▸ Exercise requirements: Rewrite the entries below, changing every "swimmer's" to "diver's" and leaving everything else as it is.

== Material provided ==

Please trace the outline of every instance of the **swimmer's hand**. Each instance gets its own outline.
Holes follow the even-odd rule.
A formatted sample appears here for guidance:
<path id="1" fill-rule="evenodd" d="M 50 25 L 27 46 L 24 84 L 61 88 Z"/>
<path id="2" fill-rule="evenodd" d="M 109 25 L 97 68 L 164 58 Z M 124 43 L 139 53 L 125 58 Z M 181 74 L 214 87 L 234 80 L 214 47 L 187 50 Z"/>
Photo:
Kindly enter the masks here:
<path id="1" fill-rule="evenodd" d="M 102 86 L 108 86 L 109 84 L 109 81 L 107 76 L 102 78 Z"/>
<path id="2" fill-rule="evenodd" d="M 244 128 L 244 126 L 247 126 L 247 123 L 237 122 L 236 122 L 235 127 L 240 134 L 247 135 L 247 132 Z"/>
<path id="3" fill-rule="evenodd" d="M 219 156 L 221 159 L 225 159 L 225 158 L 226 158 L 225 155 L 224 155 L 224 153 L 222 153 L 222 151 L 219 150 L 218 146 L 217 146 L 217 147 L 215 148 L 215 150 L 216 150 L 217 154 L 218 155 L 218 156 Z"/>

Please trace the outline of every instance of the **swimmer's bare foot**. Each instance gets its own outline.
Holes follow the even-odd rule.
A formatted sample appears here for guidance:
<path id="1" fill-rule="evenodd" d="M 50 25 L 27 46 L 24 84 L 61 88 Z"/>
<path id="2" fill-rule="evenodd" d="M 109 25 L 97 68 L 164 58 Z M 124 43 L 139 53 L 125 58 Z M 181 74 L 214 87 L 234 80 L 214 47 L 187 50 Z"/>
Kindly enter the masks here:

===

▸ Task solution:
Please trace the outline of every instance of the **diver's hand**. Each instance gets its own outline.
Holes follow the even-odd rule.
A formatted sample appears here for guidance:
<path id="1" fill-rule="evenodd" d="M 50 25 L 27 46 L 24 84 L 61 88 Z"/>
<path id="2" fill-rule="evenodd" d="M 109 25 L 97 68 L 164 58 Z M 124 43 L 139 53 L 125 58 Z M 181 74 L 214 87 L 234 80 L 214 47 L 187 50 Z"/>
Photo:
Kindly enter the masks here:
<path id="1" fill-rule="evenodd" d="M 102 86 L 108 86 L 109 84 L 109 81 L 107 76 L 102 78 Z"/>
<path id="2" fill-rule="evenodd" d="M 244 128 L 244 126 L 247 126 L 247 123 L 237 122 L 236 122 L 235 127 L 240 134 L 247 135 L 247 132 Z"/>
<path id="3" fill-rule="evenodd" d="M 219 156 L 221 159 L 225 159 L 225 158 L 226 158 L 225 155 L 224 155 L 224 153 L 222 153 L 222 151 L 219 150 L 218 146 L 217 146 L 217 147 L 215 148 L 215 150 L 216 150 L 217 154 L 218 155 L 218 156 Z"/>

Please trace the outline of every instance of the **diver's bare foot**. Each instance gets its own outline.
Holes follow the even-odd rule.
A formatted sample appears here for guidance:
<path id="1" fill-rule="evenodd" d="M 50 25 L 27 46 L 24 84 L 61 88 Z"/>
<path id="2" fill-rule="evenodd" d="M 109 25 L 97 68 L 164 58 Z M 124 43 L 139 53 L 125 58 Z M 181 74 L 214 87 L 234 80 L 214 47 L 187 50 Z"/>
Kindly enter the masks here:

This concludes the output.